YOUR OBJECTIVE: What is the number of lines in the entries that contain "dress"? Reply with that number only.

Spatial localization data
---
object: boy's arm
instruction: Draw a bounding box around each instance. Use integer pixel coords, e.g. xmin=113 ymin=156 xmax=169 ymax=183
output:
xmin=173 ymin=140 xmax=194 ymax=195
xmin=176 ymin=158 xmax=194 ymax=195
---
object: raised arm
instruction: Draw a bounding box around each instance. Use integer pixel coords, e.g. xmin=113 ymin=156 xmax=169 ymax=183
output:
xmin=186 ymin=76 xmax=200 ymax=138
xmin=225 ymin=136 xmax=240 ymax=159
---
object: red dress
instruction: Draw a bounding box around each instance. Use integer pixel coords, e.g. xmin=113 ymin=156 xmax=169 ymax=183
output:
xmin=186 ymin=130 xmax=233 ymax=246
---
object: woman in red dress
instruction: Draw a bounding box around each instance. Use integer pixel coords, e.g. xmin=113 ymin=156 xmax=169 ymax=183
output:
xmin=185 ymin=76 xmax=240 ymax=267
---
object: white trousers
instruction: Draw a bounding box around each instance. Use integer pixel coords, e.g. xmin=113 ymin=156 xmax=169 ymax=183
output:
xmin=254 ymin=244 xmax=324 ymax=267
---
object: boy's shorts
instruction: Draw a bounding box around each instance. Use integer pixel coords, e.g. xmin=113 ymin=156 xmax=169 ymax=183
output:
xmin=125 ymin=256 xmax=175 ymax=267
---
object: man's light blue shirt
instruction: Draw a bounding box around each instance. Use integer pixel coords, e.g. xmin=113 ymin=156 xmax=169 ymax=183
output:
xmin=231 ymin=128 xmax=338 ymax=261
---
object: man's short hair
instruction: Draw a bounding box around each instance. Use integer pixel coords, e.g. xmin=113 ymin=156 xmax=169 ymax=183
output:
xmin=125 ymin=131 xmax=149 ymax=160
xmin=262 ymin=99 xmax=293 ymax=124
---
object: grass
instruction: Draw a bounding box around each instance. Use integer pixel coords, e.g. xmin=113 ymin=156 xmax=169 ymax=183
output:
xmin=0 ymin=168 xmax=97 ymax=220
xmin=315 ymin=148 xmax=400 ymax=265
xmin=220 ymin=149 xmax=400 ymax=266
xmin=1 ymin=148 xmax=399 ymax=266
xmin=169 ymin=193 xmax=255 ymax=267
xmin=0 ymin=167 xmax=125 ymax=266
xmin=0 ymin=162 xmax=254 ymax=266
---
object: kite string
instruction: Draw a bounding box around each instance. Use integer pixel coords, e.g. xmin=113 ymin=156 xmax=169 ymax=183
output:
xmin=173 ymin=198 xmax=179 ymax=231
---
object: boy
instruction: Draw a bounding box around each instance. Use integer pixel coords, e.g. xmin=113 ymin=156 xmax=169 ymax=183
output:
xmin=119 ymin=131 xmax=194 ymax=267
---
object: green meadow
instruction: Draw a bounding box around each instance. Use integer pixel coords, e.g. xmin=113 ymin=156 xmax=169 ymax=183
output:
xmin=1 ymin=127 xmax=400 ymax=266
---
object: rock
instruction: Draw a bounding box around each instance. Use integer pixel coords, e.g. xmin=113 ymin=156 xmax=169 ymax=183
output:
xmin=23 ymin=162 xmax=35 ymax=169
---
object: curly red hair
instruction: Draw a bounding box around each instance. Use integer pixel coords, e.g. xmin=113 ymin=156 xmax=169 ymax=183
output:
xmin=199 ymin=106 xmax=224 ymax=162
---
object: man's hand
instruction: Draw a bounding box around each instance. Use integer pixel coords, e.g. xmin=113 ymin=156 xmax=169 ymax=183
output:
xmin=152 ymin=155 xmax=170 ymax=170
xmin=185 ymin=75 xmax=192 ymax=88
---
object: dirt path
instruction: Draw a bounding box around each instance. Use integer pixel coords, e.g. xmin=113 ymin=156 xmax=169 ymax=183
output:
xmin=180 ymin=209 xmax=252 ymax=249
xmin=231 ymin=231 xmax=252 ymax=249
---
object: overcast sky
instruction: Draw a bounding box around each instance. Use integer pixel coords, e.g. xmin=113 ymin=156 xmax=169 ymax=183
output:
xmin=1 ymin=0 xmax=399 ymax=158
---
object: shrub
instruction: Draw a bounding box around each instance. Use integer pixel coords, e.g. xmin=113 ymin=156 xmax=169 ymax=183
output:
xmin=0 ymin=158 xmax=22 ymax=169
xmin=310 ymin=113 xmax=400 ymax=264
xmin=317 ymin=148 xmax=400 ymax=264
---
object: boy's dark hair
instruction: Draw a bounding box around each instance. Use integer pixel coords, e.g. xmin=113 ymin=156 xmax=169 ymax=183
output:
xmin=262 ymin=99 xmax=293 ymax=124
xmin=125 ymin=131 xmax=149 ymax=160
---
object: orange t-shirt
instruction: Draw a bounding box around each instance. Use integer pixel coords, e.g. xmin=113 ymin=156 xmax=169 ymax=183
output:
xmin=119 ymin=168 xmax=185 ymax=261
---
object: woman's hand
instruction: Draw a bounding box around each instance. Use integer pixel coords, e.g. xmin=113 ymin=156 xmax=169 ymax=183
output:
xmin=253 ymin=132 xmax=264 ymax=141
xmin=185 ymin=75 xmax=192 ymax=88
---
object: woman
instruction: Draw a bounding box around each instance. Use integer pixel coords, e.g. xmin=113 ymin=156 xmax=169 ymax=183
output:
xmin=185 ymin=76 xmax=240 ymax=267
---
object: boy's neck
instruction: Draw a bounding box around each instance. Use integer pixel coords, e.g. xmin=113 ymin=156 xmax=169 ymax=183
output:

SOLUTION TO THIS TASK: 2